→ YOUR OBJECTIVE: Rewrite the entries from the start through the line containing "xmin=124 ymin=0 xmax=155 ymax=7", swapping "report its position" for "give its location" and leaving everything else unchanged.

→ DATASET CONTENT:

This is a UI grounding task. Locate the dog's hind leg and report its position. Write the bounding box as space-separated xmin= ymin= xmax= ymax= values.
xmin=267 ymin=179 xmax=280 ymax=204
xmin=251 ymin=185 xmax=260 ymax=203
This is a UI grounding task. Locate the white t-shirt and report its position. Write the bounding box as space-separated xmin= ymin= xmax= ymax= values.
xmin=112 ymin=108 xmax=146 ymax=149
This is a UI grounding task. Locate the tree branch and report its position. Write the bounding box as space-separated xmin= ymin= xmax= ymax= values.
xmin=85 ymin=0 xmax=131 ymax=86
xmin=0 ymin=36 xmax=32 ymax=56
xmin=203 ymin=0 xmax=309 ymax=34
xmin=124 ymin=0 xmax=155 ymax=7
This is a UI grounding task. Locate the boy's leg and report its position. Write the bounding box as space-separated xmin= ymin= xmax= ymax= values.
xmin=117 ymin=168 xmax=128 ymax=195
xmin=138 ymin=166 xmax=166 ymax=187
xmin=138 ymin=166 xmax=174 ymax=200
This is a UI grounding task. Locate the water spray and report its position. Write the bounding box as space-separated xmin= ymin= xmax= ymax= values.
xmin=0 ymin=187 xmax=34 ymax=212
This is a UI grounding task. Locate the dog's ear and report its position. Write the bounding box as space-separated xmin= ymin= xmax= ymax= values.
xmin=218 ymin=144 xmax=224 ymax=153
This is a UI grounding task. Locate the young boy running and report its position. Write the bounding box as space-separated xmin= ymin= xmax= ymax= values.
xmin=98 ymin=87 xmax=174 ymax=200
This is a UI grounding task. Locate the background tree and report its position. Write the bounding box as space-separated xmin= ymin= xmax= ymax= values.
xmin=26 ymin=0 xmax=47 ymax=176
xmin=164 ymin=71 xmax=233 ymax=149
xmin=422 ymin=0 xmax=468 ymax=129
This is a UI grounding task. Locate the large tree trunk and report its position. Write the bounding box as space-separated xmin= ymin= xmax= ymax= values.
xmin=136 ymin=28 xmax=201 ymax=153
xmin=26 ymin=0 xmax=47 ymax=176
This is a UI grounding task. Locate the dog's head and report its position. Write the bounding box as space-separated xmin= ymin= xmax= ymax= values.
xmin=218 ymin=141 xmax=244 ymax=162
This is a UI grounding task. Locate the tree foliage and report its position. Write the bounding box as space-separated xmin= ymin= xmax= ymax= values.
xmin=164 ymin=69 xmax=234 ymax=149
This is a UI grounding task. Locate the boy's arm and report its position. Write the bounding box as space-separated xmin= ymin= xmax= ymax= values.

→ FINISHED EXERCISE:
This is a UI grounding task. Locate the dog's hind leg and give its location. Write the bounding box as space-separated xmin= ymin= xmax= ymax= values.
xmin=267 ymin=179 xmax=280 ymax=204
xmin=251 ymin=185 xmax=260 ymax=203
This is a UI grounding task. Locate the white t-shirt and give its location. Write the bounding box as space-separated xmin= ymin= xmax= ymax= values.
xmin=112 ymin=108 xmax=146 ymax=149
This is a UI grounding task. Locate the tree branch and give its location. Write the bounding box as space-separated xmin= ymin= xmax= ymax= values.
xmin=85 ymin=0 xmax=131 ymax=86
xmin=0 ymin=36 xmax=32 ymax=56
xmin=203 ymin=0 xmax=309 ymax=34
xmin=124 ymin=0 xmax=155 ymax=7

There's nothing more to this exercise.